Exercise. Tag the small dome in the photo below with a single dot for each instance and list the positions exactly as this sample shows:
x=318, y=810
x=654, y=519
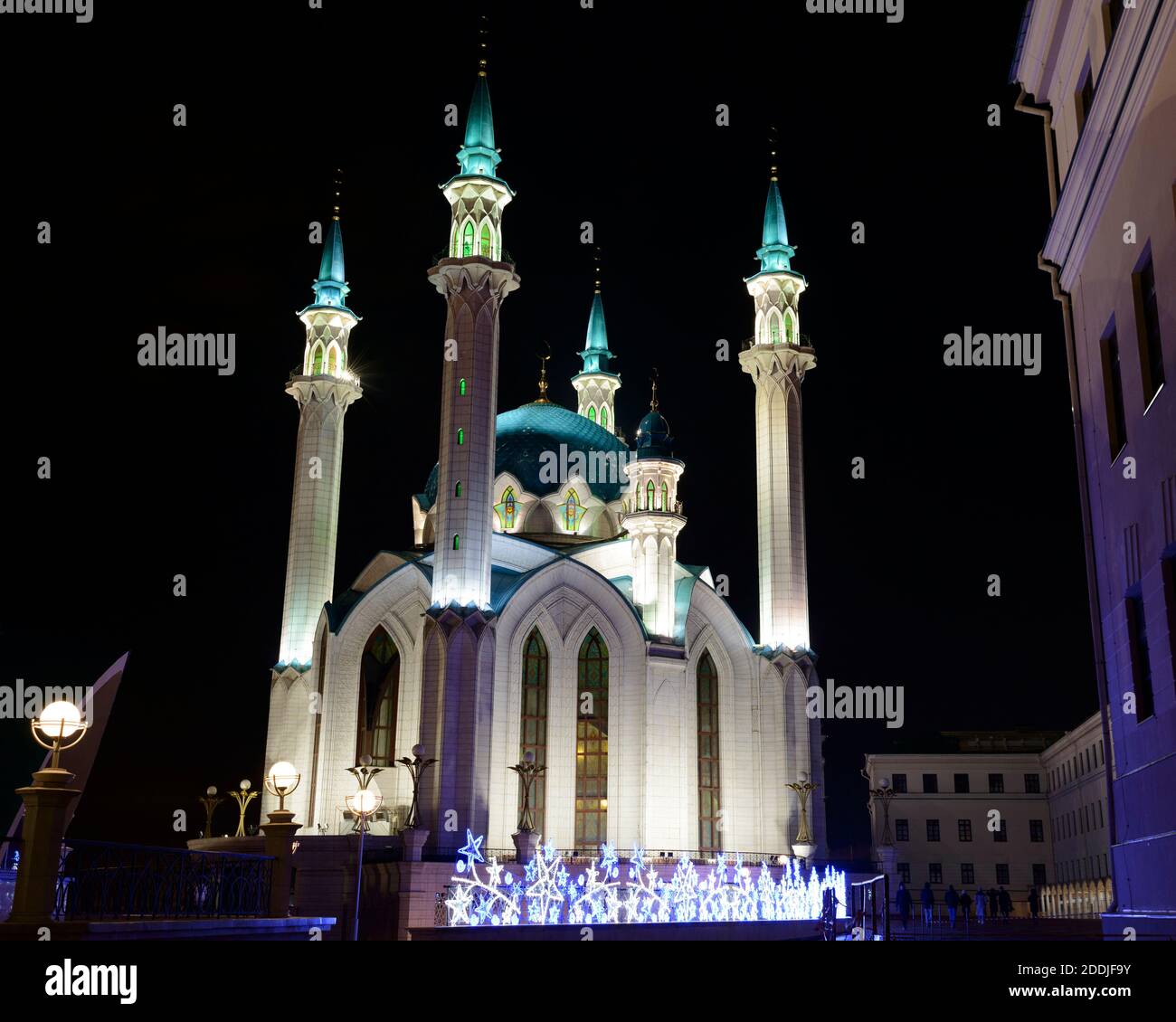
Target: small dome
x=653, y=437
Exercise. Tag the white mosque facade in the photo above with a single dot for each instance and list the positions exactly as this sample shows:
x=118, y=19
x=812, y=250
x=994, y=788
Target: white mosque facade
x=542, y=607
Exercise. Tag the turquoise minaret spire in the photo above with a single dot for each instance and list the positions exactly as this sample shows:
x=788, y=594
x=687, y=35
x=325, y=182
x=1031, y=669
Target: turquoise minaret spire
x=478, y=154
x=595, y=384
x=776, y=253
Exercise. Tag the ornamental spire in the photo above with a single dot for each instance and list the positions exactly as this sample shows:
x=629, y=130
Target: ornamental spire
x=330, y=289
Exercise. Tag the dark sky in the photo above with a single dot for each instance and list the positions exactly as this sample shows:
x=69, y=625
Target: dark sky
x=604, y=116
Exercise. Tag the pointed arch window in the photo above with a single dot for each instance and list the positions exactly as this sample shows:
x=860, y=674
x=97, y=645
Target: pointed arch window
x=709, y=809
x=379, y=699
x=507, y=509
x=592, y=743
x=533, y=737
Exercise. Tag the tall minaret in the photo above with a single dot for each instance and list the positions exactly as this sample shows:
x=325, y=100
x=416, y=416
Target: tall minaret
x=653, y=519
x=595, y=384
x=474, y=279
x=777, y=360
x=324, y=391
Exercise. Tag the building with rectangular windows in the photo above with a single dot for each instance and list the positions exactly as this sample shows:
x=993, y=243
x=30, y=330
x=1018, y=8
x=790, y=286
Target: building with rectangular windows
x=1018, y=810
x=1102, y=78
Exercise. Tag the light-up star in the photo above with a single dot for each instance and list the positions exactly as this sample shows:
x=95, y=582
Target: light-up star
x=473, y=849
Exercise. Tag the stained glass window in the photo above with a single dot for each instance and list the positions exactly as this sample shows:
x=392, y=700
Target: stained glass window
x=592, y=743
x=534, y=719
x=709, y=817
x=379, y=696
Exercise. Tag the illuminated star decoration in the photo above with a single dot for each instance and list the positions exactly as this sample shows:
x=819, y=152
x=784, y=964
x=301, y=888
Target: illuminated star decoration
x=471, y=850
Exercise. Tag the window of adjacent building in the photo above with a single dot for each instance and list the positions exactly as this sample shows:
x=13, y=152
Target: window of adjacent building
x=709, y=813
x=1113, y=13
x=1147, y=325
x=1113, y=392
x=533, y=733
x=1141, y=661
x=592, y=743
x=379, y=696
x=1085, y=97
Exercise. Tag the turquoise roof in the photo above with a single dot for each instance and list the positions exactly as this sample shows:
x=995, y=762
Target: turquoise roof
x=653, y=437
x=776, y=253
x=596, y=353
x=330, y=289
x=478, y=154
x=525, y=434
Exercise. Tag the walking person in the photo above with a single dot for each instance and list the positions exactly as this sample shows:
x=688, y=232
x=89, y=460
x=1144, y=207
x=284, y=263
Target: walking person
x=928, y=900
x=902, y=904
x=953, y=903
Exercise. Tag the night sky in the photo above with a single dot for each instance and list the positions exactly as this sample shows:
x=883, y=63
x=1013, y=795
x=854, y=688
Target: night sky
x=604, y=116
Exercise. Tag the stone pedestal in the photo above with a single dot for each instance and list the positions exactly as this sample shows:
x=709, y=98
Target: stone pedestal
x=414, y=838
x=526, y=845
x=45, y=823
x=280, y=833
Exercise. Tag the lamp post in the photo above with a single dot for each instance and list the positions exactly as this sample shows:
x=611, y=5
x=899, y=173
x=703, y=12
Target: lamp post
x=803, y=787
x=526, y=840
x=282, y=780
x=210, y=800
x=412, y=834
x=58, y=728
x=243, y=796
x=363, y=802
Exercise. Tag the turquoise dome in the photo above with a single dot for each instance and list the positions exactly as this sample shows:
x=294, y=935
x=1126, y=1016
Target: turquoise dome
x=524, y=434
____________________
§ **What you should do**
The records above should be copied word for word, with the pictures left out.

§ **Expected answer**
Exercise. Tag the small dome in the photo below with a single dot for each instance and list the positions exactly as this sample shows:
x=318, y=810
x=654, y=519
Target: small dome
x=653, y=437
Exercise. Tag the white mosque facade in the photo above with a single dot for each instance and list the positions exactly as this sample shows:
x=118, y=19
x=812, y=250
x=994, y=788
Target: white mosque facade
x=542, y=607
Exercise. Tag the turquoise minaret spire in the photo above with a single dot for each instance and list the positions exactly as this sample shows:
x=788, y=594
x=687, y=35
x=325, y=182
x=1031, y=669
Target: turquoise minaret spire
x=478, y=154
x=595, y=384
x=776, y=253
Exercise. Tag the ornamental spire in the photo above with a single dot for each instance and list the positions exactly as this sample shows:
x=629, y=130
Target: ornamental spire
x=330, y=289
Exercise. Tag the dark sky in the photo above with a single dot for each instance and list the positions exactly as this sample shows:
x=69, y=625
Target: dark sky
x=604, y=116
Exercise. Tag the pointed arch window in the photo above with a single dot for each instance and list the positions exactly as this sample shows:
x=860, y=674
x=97, y=645
Target: pointed arch window
x=709, y=809
x=379, y=699
x=507, y=509
x=592, y=743
x=533, y=737
Exercise. Tag the tall minaret in the photo above with a single dot for each instance and list the positions exactly as this sample shows:
x=325, y=100
x=416, y=416
Target: tall minaret
x=653, y=519
x=595, y=384
x=474, y=279
x=777, y=360
x=324, y=391
Exercise. Tag the building with rectangular windows in the photo above with a single dot for each instance and list the positions exactly as this sample shows:
x=993, y=243
x=30, y=330
x=1018, y=8
x=790, y=286
Target: building with rectangular windows
x=1018, y=810
x=1102, y=78
Exercise. Tag the light-up star in the photo above with a single dot for each instance and list the positions exactly as this sample shows:
x=95, y=582
Target: light-up star
x=473, y=849
Exercise. Tag the stained glass window in the photo above with a single dot for each instance and list the positions exactly as this sample shows:
x=392, y=700
Target: stained glass window
x=592, y=743
x=534, y=719
x=709, y=817
x=379, y=696
Exercise. Tag the illuminated star decoration in the photo above with a single dot for each instance and list the positions exactly as this sample shows:
x=819, y=152
x=784, y=964
x=301, y=888
Target: illuminated star decoration
x=471, y=850
Exercise. Tag the window of adjacent building in the photo above with a single dot for each instance and list the positions exactly as this sample shows:
x=13, y=152
Target: window of adjacent building
x=709, y=813
x=1113, y=13
x=1147, y=325
x=1113, y=392
x=533, y=733
x=1141, y=661
x=592, y=743
x=379, y=696
x=1085, y=97
Exercise. Tag the turquoise roof in the photo above with a single dot for each instance and list the positions exactly as this sample shows:
x=995, y=762
Target: turquoise roof
x=653, y=437
x=776, y=253
x=596, y=353
x=330, y=289
x=478, y=154
x=525, y=434
Exercise. Tag the walking person in the photo above with a single dot for each instance and list the positions exactly as this sample shows:
x=688, y=232
x=89, y=460
x=1144, y=207
x=284, y=263
Target: walking person
x=928, y=900
x=902, y=904
x=953, y=903
Exercise. Tag the night sky in the photo above with a single dot for each instance and list the positions exactly as this sample shows:
x=883, y=63
x=1013, y=795
x=854, y=688
Target: night sky
x=604, y=116
Exercise. Tag the stone pedestal in the photo above with a single dot for each instance and list the positions exactly as this sample shows:
x=709, y=98
Target: stone pedestal
x=414, y=838
x=526, y=845
x=45, y=823
x=280, y=833
Exercise. Tag the lamp post in the photo above with a single dot for each instance and list the positions exactly as this sample shows:
x=611, y=5
x=899, y=173
x=703, y=12
Target: lamp post
x=803, y=787
x=526, y=840
x=282, y=780
x=210, y=800
x=412, y=834
x=58, y=728
x=243, y=796
x=363, y=802
Exercise. Tag the turquoise dome in the photo above with a single dot for each instance and list the positions exactly as this sample shows:
x=294, y=935
x=1126, y=1016
Target: turquoise dome
x=524, y=434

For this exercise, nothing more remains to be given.